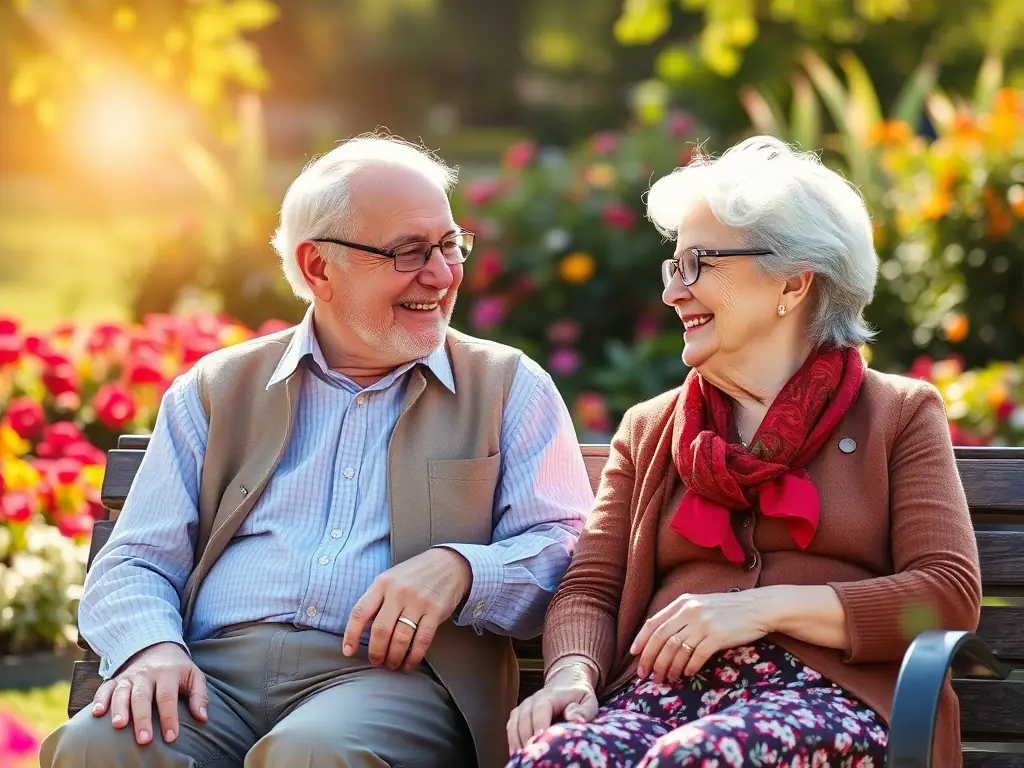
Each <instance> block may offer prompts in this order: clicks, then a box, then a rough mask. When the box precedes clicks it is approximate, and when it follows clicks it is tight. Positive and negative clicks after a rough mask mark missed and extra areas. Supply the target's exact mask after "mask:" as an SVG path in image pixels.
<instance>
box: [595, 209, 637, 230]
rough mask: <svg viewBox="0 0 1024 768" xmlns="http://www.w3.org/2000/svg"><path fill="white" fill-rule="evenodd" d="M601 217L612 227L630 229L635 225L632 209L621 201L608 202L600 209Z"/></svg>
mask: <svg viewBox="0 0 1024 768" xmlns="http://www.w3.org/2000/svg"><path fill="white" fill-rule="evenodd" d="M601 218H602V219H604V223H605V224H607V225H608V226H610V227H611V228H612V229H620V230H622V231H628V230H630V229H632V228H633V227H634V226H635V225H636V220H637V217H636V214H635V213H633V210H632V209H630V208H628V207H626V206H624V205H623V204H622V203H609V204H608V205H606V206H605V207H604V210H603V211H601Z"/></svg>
******************************
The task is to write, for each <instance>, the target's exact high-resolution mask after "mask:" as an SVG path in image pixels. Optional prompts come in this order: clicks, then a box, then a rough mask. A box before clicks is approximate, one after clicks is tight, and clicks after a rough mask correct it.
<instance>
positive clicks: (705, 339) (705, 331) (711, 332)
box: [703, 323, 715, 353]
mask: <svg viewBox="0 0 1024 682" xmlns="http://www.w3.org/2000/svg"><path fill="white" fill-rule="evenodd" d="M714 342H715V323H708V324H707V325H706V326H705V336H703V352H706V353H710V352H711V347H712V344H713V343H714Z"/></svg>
******************************
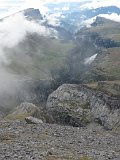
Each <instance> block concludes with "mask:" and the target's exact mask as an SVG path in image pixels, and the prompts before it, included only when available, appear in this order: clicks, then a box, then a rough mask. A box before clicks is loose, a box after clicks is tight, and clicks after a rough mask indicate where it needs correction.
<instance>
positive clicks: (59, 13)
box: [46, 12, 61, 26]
******************************
→ WHAT TO DO: Wherever the line holding "The task is" falls in the entries above, copy exactly from it through the line holding "positive clicks: (705, 339)", inclusive, and add nothing.

→ TASK RESULT:
The task is to write, for each <instance>, the target's exact high-resolution mask after "mask:" as an SVG path in image pixels. Optional prompts come in this order: clicks, then a box, then a rough mask. A box before clicks is approximate, one after clicks is tight, and clicks after a rough mask correct it.
<instance>
positive clicks: (705, 339) (705, 331) (711, 332)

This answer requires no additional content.